▸ **Auszug**:
_____

Umstände, aus denen sich die versehentliche Auslassung ergibt und die für jedermann offensichtlich sind, liegen nicht vor. Die Urkunde trägt den abschließenden Vermerk, wonach sie von der Notarin vorgelesen, von den Beteiligten genehmigt und eigenhändig unterschrieben worden ist. Danach stimmen die abgegebenen und in der Niederschrift enthaltenen Erklärungen überein, haben aber möglicherweise deshalb in der Urkunde einen nur unzureichenden Ausdruck gefunden, weil tatsächlich, das heißt materiell-rechtlich, auch der Anteil an dem Flurstück 668/18 aufgelassen wurde. Ist die Urkunde aber formell richtig, wenn auch materiell berichtigungsbedürftig, so scheidet deren Berichtigung nach § 44a Abs. 2 Sätze 1 und 2 BeurkG regelmäßig aus (siehe Kanzleiter DNotZ 1990, 478/490; ders. DNotZ 1999, 292/306; Reithmann DNotZ 1999, 27/33 f.).

_____

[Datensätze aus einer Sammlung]
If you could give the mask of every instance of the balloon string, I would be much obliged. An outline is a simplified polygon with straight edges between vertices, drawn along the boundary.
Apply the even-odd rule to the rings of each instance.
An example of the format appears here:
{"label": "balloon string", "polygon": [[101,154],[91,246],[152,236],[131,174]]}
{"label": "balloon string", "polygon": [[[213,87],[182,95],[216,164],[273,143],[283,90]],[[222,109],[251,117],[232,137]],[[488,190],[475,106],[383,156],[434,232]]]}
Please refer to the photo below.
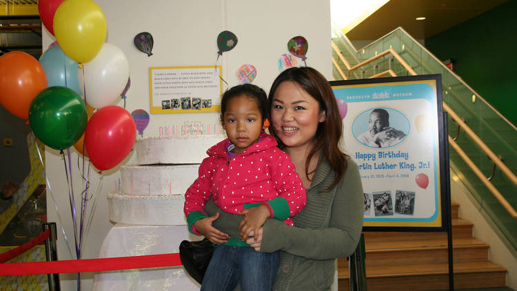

_____

▸ **Pflichtaufgaben**:
[1] Schreiben Sie aus dem Auszug den Abschnitt von "Umstände, aus denen" bis einschließlich "1999, 27/33 f.)." ab.
[2] Was wurde laut dem abschließenden Vermerk im Auszug mit der Urkunde getan?

▸ **Lösungen im Einzelnen**:
[1]
Umstände, aus denen sich die versehentliche Auslassung ergibt und die für jedermann offensichtlich sind, liegen nicht vor. Die Urkunde trägt den abschließenden Vermerk, wonach sie von der Notarin vorgelesen, von den Beteiligten genehmigt und eigenhändig unterschrieben worden ist. Danach stimmen die abgegebenen und in der Niederschrift enthaltenen Erklärungen überein, haben aber möglicherweise deshalb in der Urkunde einen nur unzureichenden Ausdruck gefunden, weil tatsächlich, das heißt materiell-rechtlich, auch der Anteil an dem Flurstück 668/18 aufgelassen wurde. Ist die Urkunde aber formell richtig, wenn auch materiell berichtigungsbedürftig, so scheidet deren Berichtigung nach § 44a Abs. 2 Sätze 1 und 2 BeurkG regelmäßig aus (siehe Kanzleiter DNotZ 1990, 478/490; ders. DNotZ 1999, 292/306; Reithmann DNotZ 1999, 27/33 f.).

[2] Sie wurde von der Notarin vorgelesen, von den Beteiligten genehmigt und eigenhändig unterschrieben.